As dioceses across the country began to reexamine their policies concerning sexual misconduct by the clergy, new fissures were exposed. A chasm began to open between the faithful and those they had trusted to lead their Church.

As the scandal spread and gained momentum, Cardinal Law found himself on the cover of
Newsweek,
and the Church in crisis became grist for the echo chamber of talk radio and all-news cable stations. The image of TV reporters doing live shots from outside klieg-lit churches and rectories became a staple of the eleven o'clock news. Confidentiality deals, designed to contain the Church's scandal and maintain privacy for embarrassed victims, began to evaporate as those who had been attacked learned that the priests who had assaulted them had been put in positions where they could attack others too. There were stories about clergy sex abuse in virtually every state in the Union. The scandal reached Ireland, Mexico, Austria, France, Chile, Australia, and Poland, the homeland of the Pope.

A poll done for the
Washington Post,
ABC News, and Beliefnet.com showed that a growing majority of Catholics were critical of the way their Church was handling the crisis. Seven in ten called it a major problem that demanded immediate attention.

Hidden for so long, the financial price of the Church's negligence was astonishing. At least two dioceses said they had been pushed to the brink of bankruptcy after being abandoned by their insurance companies. In the past twenty years, according to some estimates, the cost to pay legal settlements to those victimized by the clergy was as much as $1.3 billion. Now the meter was running faster. Hundreds of people with fresh charges of abuse began to contact lawyers.

By April 2002, Cardinal Law was under siege and in seclusion in his mansion in Boston, where he was heckled by protesters, satirized by cartoonists, lampooned by late-night comics, and marginalized by a wide majority of his congregation that simply wanted him out. In mid-April, Law secretly flew to Rome, where he discussed resigning with the Pope.

Some Church leaders said the intense scrutiny of the practices of a highly secretive Church was a welcome salve. “A boil has been lanced, and I do feel strongly that this is a time of grace for us, as painful and difficult as this moment is,” said Bishop William S. Skylstad of Spokane, Washington, vice president of the U.S. Conference of Catholic Bishops. “The fact is that the pain and the hurt were there, under the surface, for those who have been carrying this around for years, and opening this up helps us to minister to that situation as best we can, and begin the process of healing and reconciliation.”

★ ★ ★ ★ ★ ★ ★

- TASK TO CARRY OUT
Continue the passage on the clergy abuse scandal from the point where it stops.

★ ★ ★ ★ ★ ★ ★

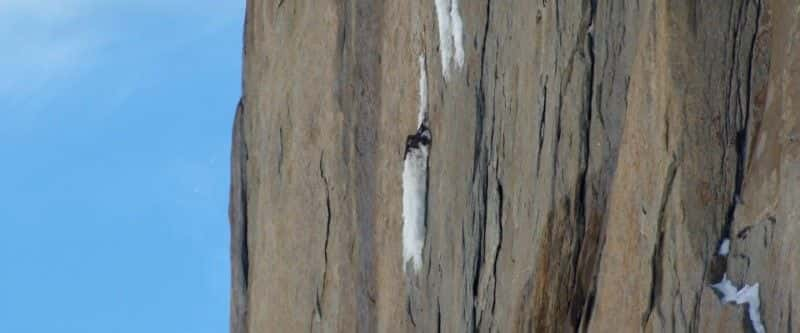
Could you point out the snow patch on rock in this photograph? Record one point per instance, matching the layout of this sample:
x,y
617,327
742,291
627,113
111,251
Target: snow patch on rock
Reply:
x,y
724,247
747,295
415,180
415,176
451,34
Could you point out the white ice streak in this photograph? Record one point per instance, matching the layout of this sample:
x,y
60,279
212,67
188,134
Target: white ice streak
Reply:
x,y
451,34
747,295
725,247
414,181
415,178
423,92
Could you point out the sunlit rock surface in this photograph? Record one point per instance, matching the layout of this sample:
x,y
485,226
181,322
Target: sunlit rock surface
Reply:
x,y
589,158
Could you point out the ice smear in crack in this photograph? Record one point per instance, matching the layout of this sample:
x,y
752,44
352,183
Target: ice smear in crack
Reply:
x,y
415,178
451,34
747,295
724,247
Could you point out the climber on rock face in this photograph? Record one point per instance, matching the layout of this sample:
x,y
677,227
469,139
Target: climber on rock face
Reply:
x,y
418,140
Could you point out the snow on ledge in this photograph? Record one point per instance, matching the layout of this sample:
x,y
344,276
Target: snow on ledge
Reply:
x,y
415,180
724,247
451,34
747,295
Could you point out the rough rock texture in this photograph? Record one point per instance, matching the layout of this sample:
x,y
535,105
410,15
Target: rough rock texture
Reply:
x,y
587,161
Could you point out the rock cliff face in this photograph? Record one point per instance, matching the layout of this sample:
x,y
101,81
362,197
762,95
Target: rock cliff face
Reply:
x,y
588,160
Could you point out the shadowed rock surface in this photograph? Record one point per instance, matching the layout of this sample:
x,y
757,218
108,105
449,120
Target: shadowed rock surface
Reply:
x,y
587,161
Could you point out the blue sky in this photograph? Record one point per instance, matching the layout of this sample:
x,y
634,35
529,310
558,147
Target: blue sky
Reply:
x,y
115,119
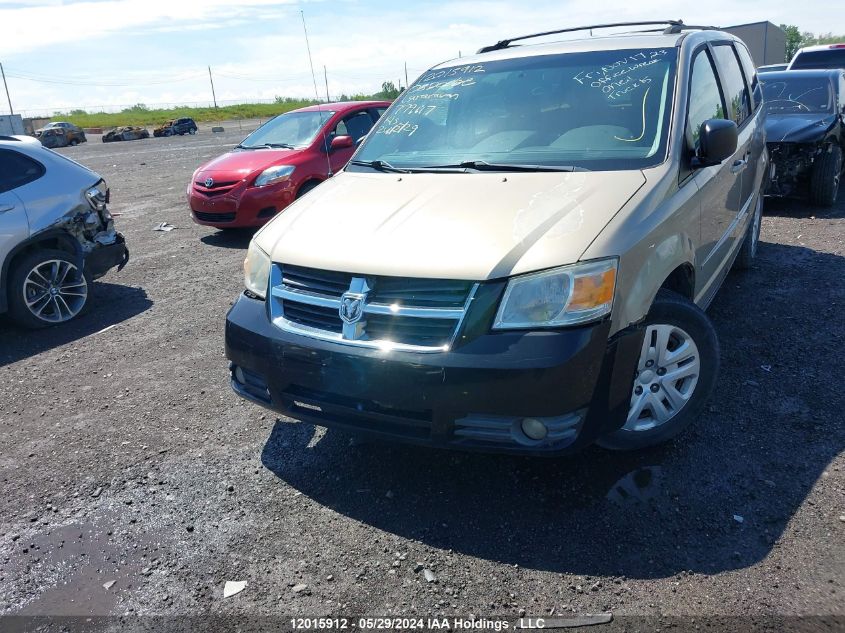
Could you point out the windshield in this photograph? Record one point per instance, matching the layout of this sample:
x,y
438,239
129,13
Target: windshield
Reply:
x,y
830,58
797,95
604,110
293,129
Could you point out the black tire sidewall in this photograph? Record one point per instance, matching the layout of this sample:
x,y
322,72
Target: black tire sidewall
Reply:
x,y
17,307
822,180
672,309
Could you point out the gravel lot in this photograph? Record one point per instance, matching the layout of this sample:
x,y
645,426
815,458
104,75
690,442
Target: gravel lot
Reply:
x,y
125,457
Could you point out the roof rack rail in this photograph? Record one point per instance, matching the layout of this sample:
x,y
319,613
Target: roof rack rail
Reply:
x,y
674,26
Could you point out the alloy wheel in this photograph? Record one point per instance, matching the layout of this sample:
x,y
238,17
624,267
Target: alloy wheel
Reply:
x,y
55,291
667,374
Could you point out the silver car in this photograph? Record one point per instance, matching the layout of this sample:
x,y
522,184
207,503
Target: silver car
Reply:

★ ★ ★ ★ ★ ★ ★

- ANSWER FOR THIS EXERCISE
By late April, 176 priests from twenty-eight states and the District of Columbia had resigned or been removed in cases of sexual abuse, according to a survey by the Associated Press. The Vatican, which at first seemed to minimize the crisis as a peculiarly American problem, had heard enough. In a historic step, Pope John Paul II summoned all American cardinals to the Vatican to discuss the crisis that had shaken the two-thousand-year-old Church. The scandal that began in Boston had spread so fast and so far that even the frail Pope, who had consigned the happenings to oblique references tucked deep into lengthy papal messages, was forced to make it the focus of his attention.

The
Boston Globe's
report on January 31, 2002, was a watershed.

It laid bare the depth of the scandal. It badly damaged the few-bad-apples theory. And it accelerated the wave of stories building around the country that would crash fiercely against the Church's ancient foundation.

“Under an extraordinary cloak of secrecy, the Archdiocese of Boston in the last 10 years has quietly settled child molestation claims against at least 70 priests,” the story began. “In the public arena alone, the
Globe
found court records and other documents that identify 19 present and former priests as accused pedophiles. Four have been convicted of criminal charges of sex abuse, including former priest John J. Geoghan, Two others face criminal charges. But those public cases represent just a fraction of the priests whose cases have been disposed of in private negotiations that never brought the parties near a courthouse, according to interviews with many of the attorneys involved.”